**EXERCISE DESCRIPTION**
Extract every line of the records below that contains the string "green". Matching is case-sensitive.

**RECORDS FOR THE EXERCISE**
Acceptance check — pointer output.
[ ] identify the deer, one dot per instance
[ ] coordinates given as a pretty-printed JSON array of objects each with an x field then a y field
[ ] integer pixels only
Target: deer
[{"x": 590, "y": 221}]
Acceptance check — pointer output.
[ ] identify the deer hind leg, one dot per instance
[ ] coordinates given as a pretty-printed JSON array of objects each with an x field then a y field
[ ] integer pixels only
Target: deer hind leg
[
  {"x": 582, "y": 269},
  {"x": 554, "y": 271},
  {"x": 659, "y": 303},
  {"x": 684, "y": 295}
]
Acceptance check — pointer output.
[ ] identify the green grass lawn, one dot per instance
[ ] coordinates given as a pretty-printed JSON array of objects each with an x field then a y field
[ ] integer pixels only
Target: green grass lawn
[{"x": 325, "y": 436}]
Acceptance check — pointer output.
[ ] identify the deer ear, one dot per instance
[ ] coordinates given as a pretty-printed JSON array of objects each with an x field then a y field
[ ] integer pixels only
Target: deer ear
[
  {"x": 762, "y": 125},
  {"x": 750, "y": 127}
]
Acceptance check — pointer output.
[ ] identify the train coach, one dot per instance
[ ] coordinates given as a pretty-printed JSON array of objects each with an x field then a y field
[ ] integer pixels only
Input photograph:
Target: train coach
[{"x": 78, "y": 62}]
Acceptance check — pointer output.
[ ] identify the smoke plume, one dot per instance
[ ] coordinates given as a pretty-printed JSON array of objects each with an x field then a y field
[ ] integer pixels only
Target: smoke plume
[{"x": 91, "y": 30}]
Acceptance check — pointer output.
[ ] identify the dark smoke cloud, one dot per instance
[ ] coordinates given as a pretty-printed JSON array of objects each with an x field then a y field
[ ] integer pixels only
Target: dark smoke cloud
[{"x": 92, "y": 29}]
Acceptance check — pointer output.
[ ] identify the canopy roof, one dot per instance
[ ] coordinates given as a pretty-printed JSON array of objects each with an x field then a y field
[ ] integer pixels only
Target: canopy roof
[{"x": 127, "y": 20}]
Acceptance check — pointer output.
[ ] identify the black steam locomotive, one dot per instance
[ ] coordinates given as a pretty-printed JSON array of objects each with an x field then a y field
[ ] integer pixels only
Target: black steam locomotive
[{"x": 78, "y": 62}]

**SOLUTION TO THIS EXERCISE**
[ ] identify the green grass lawn, one dot per instance
Target: green grass lawn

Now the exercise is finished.